====== Data shown ======
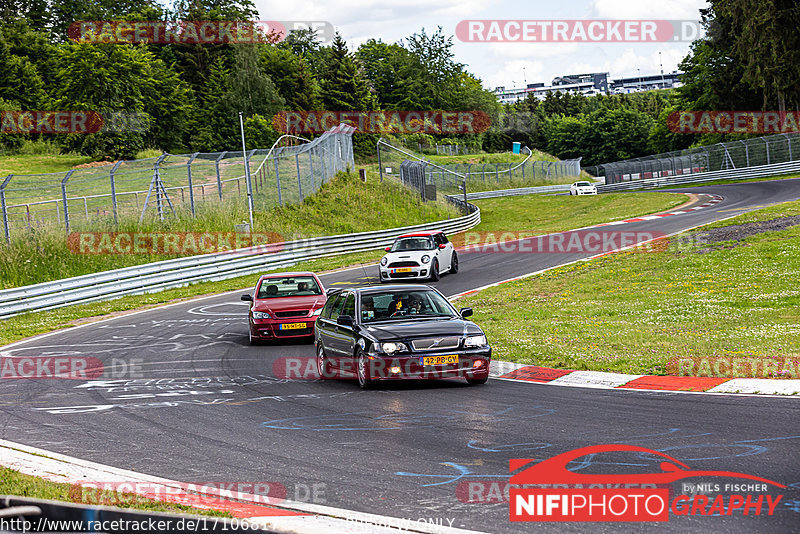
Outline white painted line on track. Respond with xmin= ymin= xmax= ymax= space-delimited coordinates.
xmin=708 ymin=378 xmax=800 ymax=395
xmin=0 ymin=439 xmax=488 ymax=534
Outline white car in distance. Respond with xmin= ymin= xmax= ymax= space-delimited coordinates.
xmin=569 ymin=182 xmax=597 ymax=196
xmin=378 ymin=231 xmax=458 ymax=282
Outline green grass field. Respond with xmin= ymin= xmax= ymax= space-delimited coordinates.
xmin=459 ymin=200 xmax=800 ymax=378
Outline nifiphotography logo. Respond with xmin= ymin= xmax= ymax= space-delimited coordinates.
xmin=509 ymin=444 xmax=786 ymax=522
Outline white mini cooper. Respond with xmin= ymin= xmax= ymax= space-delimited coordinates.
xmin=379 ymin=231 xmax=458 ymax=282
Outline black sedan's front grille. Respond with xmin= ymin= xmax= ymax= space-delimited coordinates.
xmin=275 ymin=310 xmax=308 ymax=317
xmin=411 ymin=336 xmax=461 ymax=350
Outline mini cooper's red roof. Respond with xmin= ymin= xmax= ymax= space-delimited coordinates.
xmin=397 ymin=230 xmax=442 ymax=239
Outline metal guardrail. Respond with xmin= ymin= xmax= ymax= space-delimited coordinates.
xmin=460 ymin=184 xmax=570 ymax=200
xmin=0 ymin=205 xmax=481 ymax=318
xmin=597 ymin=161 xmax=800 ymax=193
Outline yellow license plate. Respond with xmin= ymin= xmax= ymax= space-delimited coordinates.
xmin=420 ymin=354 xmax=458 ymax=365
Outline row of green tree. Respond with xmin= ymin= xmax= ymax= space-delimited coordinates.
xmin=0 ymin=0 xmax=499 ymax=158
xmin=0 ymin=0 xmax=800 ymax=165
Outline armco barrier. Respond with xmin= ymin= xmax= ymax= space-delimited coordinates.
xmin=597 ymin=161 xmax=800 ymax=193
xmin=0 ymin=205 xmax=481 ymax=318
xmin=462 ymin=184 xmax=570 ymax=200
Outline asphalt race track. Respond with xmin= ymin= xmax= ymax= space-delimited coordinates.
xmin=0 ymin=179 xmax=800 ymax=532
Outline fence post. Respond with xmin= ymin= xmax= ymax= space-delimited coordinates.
======
====== Data shown ======
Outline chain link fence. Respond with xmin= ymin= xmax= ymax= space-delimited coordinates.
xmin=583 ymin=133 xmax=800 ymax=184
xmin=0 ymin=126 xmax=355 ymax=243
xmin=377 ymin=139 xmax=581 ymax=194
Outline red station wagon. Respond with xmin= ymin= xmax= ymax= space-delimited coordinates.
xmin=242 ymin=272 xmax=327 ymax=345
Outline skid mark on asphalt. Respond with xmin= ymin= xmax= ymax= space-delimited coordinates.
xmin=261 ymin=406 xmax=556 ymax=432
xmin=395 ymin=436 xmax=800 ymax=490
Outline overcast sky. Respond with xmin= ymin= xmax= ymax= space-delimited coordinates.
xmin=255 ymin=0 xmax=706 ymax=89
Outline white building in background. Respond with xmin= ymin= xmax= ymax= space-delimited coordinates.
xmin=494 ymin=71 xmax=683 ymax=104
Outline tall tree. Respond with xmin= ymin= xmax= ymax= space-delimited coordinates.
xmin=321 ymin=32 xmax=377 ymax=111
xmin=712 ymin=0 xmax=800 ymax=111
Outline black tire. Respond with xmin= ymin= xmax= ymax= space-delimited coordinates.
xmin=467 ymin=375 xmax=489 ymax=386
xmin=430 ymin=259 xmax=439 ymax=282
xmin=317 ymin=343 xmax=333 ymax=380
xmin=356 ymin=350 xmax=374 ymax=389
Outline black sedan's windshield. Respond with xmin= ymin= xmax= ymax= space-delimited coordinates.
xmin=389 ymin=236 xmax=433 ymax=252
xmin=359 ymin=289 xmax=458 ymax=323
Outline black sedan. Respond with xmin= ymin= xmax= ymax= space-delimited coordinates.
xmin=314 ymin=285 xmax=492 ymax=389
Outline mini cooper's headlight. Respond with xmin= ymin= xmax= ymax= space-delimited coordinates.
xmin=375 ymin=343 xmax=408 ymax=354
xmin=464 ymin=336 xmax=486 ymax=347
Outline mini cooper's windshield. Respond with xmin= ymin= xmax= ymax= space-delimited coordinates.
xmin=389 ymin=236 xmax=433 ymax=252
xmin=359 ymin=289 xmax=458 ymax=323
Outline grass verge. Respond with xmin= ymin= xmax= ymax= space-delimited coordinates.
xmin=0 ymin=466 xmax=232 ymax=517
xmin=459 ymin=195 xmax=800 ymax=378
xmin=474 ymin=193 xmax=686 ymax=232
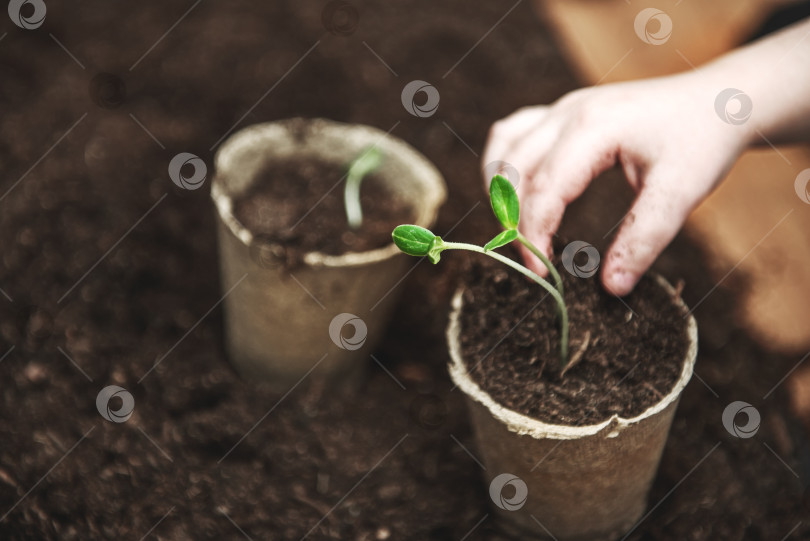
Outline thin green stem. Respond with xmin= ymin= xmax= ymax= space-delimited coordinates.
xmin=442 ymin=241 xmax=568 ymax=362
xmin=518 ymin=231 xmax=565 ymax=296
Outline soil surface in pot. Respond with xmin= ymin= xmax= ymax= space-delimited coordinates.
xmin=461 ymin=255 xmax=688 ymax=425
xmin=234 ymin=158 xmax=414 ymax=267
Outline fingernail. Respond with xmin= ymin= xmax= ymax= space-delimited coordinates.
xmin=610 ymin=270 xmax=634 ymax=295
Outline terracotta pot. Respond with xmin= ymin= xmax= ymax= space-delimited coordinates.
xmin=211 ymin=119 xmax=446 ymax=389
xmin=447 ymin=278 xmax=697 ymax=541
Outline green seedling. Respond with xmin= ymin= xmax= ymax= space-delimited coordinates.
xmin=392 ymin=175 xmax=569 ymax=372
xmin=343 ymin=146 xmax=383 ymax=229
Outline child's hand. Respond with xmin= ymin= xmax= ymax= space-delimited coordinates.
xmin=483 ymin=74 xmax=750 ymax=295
======
====== Data shown ======
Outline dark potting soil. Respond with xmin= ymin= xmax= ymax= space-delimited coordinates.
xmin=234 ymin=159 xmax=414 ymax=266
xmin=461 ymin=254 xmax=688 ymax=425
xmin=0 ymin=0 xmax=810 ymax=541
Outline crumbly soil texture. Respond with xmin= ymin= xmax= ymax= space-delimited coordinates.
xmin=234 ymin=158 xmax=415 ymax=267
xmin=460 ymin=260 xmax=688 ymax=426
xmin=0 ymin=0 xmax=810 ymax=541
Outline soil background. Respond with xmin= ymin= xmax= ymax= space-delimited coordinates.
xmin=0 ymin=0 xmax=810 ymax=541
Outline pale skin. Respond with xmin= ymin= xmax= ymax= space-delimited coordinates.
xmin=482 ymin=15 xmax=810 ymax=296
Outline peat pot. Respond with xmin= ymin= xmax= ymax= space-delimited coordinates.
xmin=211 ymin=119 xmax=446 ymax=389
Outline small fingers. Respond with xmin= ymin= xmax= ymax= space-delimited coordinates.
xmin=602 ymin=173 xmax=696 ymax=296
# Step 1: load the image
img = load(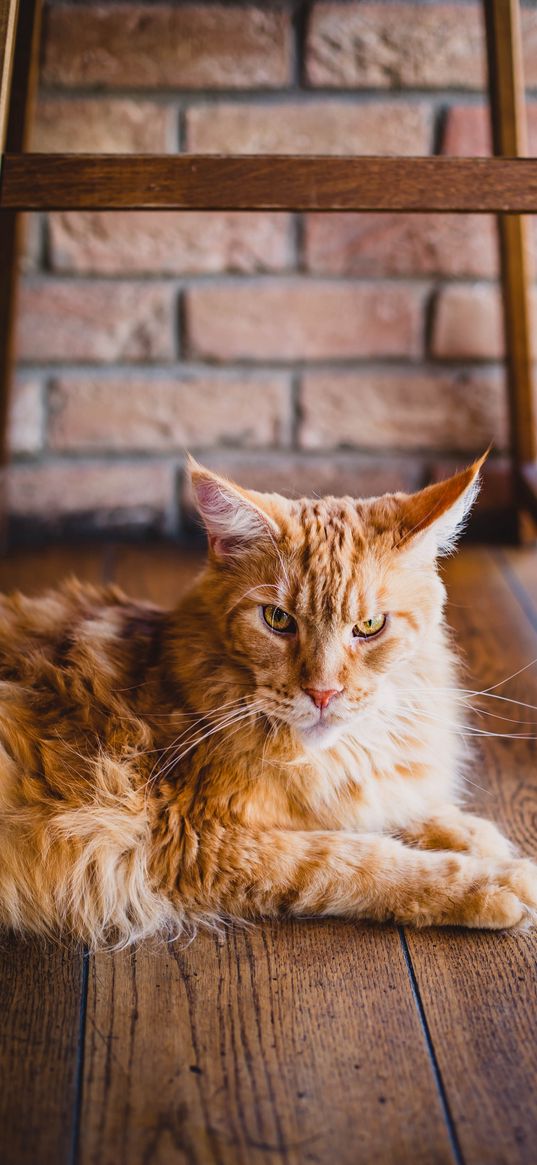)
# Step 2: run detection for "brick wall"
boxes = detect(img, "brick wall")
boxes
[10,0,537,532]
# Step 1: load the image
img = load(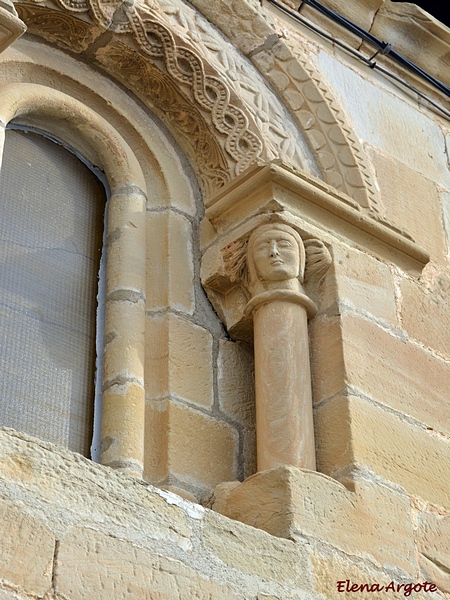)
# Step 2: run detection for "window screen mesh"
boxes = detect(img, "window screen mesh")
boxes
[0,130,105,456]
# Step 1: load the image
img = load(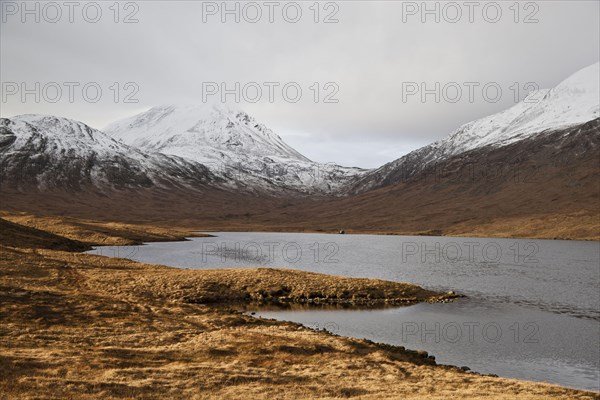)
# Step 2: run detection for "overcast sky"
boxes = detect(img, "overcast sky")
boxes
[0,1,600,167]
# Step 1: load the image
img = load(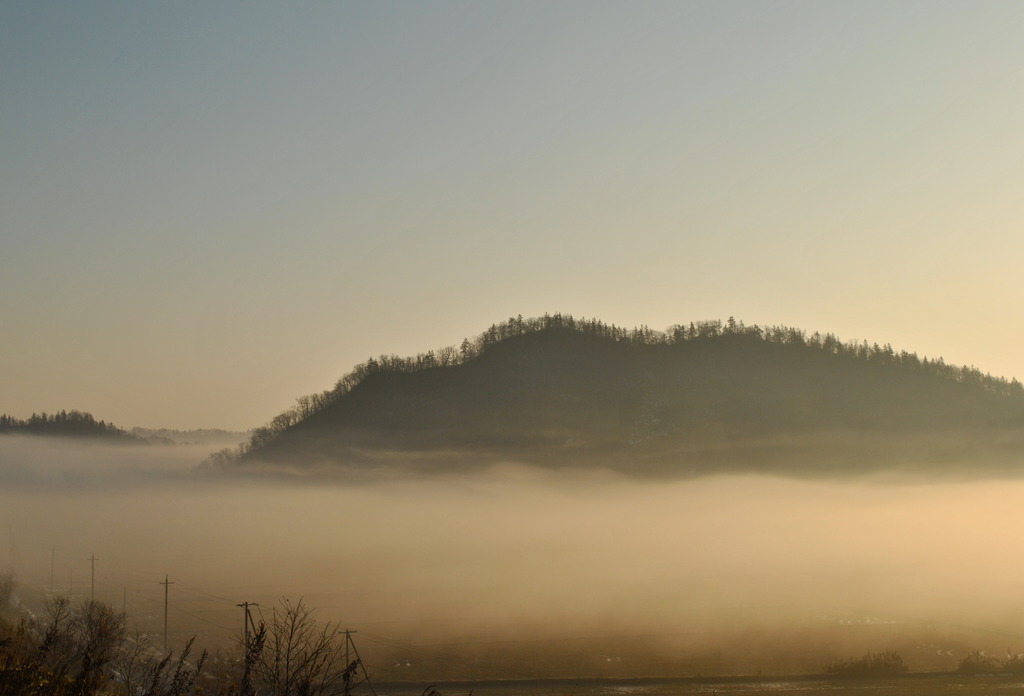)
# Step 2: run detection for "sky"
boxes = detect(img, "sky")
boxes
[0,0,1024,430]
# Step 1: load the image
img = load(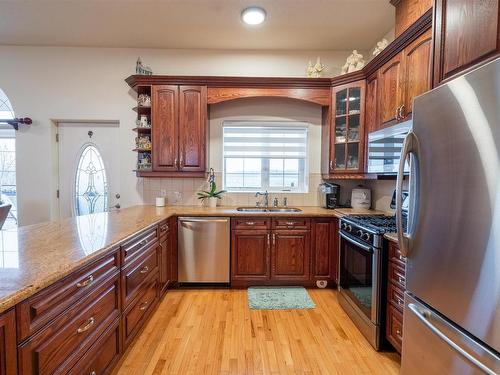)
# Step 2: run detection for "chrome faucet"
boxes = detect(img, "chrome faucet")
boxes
======
* **What this task involves**: Set out the lines of the entries from the one containing "Outline white painted" through the one containing "xmin=0 ymin=439 xmax=488 ymax=534", both included, as a numbered list with any blank lines omitted.

* **Written response**:
1. Outline white painted line on track. Respond with xmin= ymin= xmax= ymax= space-delimited coordinates.
2. xmin=708 ymin=378 xmax=800 ymax=395
3. xmin=0 ymin=439 xmax=488 ymax=534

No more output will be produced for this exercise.